• **Task directions**
Rewrite the lines below so that "dropped as a pin" becomes "placed as a marker" wherever it occurs, with everything else left as it is.

• **Material shown**

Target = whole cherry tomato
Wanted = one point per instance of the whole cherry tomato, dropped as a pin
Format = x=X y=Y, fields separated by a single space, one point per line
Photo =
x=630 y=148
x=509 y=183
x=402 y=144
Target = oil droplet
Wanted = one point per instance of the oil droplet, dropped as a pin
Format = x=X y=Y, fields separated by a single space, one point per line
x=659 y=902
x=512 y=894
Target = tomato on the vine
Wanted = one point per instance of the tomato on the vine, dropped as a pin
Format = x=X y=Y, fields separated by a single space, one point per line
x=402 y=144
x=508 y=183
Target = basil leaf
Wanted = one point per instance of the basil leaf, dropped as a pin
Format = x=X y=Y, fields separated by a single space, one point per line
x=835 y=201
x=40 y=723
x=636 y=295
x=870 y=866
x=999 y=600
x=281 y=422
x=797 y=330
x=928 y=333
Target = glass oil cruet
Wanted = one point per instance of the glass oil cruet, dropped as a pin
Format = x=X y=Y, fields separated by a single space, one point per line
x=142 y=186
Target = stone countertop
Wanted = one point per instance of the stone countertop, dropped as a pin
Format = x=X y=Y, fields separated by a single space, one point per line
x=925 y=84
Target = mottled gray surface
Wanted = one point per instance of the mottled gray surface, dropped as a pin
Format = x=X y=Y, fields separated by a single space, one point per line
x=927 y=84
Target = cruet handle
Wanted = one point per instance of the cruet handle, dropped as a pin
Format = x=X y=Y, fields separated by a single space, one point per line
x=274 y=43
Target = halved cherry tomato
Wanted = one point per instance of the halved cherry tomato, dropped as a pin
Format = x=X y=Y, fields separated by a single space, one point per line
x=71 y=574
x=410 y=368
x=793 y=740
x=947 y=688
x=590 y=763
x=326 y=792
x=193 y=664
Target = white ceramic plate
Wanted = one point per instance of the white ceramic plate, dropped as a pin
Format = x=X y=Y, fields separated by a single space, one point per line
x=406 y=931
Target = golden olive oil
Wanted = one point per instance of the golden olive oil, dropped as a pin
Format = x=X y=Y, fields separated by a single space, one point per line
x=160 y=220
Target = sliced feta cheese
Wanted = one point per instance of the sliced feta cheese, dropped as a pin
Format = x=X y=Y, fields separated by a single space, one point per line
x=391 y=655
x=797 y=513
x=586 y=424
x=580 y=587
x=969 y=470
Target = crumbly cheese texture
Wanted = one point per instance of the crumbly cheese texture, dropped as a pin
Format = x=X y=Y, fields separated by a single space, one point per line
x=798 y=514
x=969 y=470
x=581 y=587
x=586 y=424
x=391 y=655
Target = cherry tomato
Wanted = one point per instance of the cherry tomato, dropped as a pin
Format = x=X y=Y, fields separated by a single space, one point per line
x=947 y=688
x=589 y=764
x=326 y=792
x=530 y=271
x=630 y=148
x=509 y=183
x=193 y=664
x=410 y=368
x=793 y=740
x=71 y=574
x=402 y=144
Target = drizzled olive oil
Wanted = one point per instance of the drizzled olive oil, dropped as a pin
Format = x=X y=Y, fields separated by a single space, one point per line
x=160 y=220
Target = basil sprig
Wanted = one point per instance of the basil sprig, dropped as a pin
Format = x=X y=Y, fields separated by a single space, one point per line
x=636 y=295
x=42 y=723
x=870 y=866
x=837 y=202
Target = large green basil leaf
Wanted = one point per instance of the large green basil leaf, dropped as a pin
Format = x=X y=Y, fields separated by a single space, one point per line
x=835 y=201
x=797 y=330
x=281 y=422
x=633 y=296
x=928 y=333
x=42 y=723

• **Solution to this exercise**
Target = whole cherry tomato
Wanted = one point per instance of the whole cherry tomato, placed as a marker
Format = x=X y=Y, fields separated by a single space, one point per line
Photo =
x=630 y=148
x=509 y=183
x=402 y=144
Target = oil droplet
Wanted = one point per instance of the oil droplet, placed as a marker
Format = x=X y=Y, fields separated by a single space, one point per line
x=659 y=902
x=512 y=894
Target = tomato on the vine
Wanted = one point per instance of the tomato on the vine, placed as a marker
Format = x=X y=Y, fields separated by a single space, one point per line
x=402 y=144
x=508 y=183
Target = basil leaf
Wanted = one point per instance of the basil leaf, placed as a marker
Format = x=X y=Y, fields separated by a single space, one point per line
x=835 y=201
x=40 y=723
x=636 y=295
x=870 y=866
x=999 y=600
x=281 y=422
x=797 y=330
x=928 y=333
Target = glass oil cruet
Wanted = one point per instance of the glass oil cruet, placed as a marker
Format = x=X y=Y, fields separated by a single space, one point per line
x=142 y=186
Target = stone countertop
Wanted = one point per instance of the stone countertop, placed as a marker
Format = x=X y=Y, fields separated by a single space, one point per line
x=925 y=84
Target = mottled gray surface
Wanted = one point per instance of the mottled gray surface, placed as a marker
Format = x=X y=Y, fields separated by a single space, one point per line
x=927 y=84
Target = cruet handle
Wanted = one point per instance of the cruet handle, placed as a marker
Format = x=X y=Y, fields separated by a single space, one point per line
x=274 y=43
Target = halved cherry tomato
Wanted = one point per instance of the halved cherry tomato, placed as a marker
Format = x=X y=Y, fields separated by a single space, one point per line
x=71 y=574
x=410 y=368
x=793 y=740
x=947 y=688
x=590 y=763
x=326 y=792
x=193 y=664
Target = white ceramic plate
Wanted = one point per instance of the white ceramic plate, placed as a marker
Format = x=X y=Y, fields separated by a single space, one point per line
x=406 y=931
Target = golden olive oil
Wanted = one point per instance of the golden olive oil, placed as a marker
Format = x=X y=Y, fields separated by a single space, one point per line
x=160 y=220
Target = sliced feta cheese
Wanted = one point per instance of the sliced feta cheese, placed as a marker
Format = x=X y=Y, fields separated by a single space, one point per line
x=391 y=655
x=797 y=513
x=586 y=424
x=580 y=587
x=969 y=470
Target = crumbly cheese texture
Wanted = one point per instance of the crumbly cheese texture, placed as a marker
Format = x=X y=Y, fields separated by a single space, one point per line
x=798 y=514
x=969 y=470
x=581 y=587
x=586 y=424
x=391 y=655
Target = cherry tomato
Wanted = one point per instance of the cherry tomato, placed as a marker
Format = x=X y=Y, fields separated by a single space, one point per line
x=947 y=688
x=589 y=764
x=326 y=792
x=530 y=271
x=630 y=148
x=509 y=183
x=193 y=664
x=410 y=368
x=793 y=740
x=71 y=574
x=402 y=144
Target = drizzled olive oil
Wanted = one point per instance of the drizzled olive oil, placed as a marker
Format = x=X y=Y, fields separated by a single space, one point per line
x=160 y=220
Target = basil sprig
Wanted = one point per instance of the basil sprig, placed as a marker
Format = x=X y=Y, fields separated by a single space, one point per line
x=636 y=295
x=42 y=723
x=870 y=866
x=837 y=202
Target = large green basil leaf
Wanted = one point per instance of the large green basil leaf, placed as a marker
Format = x=X y=Y, fields separated by a single space, one point per line
x=835 y=201
x=797 y=330
x=281 y=422
x=633 y=296
x=928 y=333
x=42 y=723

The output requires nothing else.